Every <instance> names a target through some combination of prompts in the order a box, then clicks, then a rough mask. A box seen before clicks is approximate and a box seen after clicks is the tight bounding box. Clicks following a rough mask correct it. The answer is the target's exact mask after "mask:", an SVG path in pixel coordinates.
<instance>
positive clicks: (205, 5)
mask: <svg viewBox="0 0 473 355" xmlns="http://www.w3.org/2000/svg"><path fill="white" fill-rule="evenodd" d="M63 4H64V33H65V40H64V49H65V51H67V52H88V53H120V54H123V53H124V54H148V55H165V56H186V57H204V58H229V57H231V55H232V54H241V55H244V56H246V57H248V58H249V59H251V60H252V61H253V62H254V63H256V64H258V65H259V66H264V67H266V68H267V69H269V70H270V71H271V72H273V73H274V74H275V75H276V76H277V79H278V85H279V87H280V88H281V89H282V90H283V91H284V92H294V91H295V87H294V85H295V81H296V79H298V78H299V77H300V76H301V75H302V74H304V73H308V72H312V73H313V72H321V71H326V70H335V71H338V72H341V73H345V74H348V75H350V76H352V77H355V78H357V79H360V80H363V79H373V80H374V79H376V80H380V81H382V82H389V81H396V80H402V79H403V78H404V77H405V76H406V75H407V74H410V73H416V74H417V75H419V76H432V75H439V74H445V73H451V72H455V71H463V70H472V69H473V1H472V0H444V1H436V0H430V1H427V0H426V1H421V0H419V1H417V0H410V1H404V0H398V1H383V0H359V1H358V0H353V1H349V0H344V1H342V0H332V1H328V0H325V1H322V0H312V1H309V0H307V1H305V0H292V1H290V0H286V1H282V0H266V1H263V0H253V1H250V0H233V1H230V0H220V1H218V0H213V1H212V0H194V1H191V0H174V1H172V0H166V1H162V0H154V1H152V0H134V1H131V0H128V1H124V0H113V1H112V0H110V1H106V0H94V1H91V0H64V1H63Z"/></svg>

____________________

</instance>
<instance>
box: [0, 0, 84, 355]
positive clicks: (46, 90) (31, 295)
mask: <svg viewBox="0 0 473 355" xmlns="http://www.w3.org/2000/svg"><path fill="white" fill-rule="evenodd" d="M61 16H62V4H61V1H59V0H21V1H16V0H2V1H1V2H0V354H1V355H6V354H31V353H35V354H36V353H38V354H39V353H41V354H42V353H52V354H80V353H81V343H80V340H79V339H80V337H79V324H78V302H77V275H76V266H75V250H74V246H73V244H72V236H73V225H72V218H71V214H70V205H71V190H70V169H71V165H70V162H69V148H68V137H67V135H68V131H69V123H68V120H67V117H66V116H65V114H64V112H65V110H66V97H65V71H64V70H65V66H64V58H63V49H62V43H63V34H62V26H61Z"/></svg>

____________________

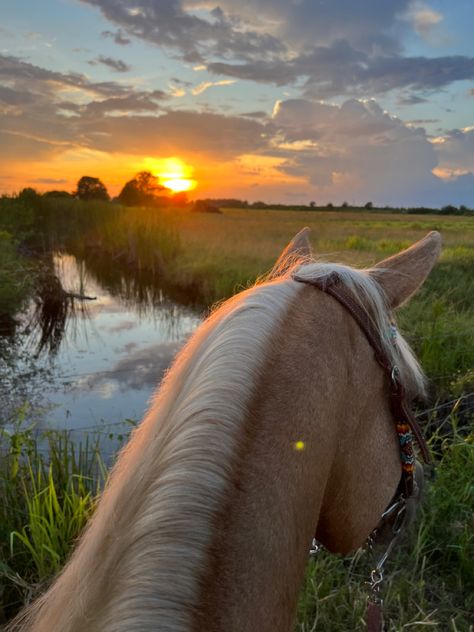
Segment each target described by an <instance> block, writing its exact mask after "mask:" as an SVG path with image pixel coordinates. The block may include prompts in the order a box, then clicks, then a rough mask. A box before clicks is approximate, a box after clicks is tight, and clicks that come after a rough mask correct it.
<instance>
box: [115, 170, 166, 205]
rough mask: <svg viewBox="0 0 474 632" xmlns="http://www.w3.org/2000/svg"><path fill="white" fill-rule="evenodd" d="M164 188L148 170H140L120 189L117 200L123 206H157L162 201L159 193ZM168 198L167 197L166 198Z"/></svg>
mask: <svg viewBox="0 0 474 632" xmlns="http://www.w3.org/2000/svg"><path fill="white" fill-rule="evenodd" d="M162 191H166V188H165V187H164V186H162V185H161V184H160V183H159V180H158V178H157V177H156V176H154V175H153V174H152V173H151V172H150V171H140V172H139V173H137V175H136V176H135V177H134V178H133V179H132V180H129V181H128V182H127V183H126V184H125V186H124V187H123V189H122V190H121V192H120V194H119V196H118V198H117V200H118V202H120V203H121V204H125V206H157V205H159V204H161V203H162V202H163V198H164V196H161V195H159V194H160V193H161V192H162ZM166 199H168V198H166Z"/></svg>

____________________

## Work item
Pick out each line above that contains the word "approximate" and copy every such line in full.

## Output of the task
Every <instance> names a target through some combination of prompts in the order a box, then clicks, then a rough mask. A box seen before clicks is approximate and a box seen after clicks is the tight bounding box. Clicks following a rough mask correct it. The answer is the target's exact mask after "mask:", an SVG path in pixel coordinates.
Segment each target described by an <instance> block, writing its exact mask after "mask:" as an SVG path with image pixel coordinates. The block may include prompts in the order a box, then clicks, then a rough mask. A box before clicks is approximate, a box after clicks is tight, and clicks that come after a rough mask correct it.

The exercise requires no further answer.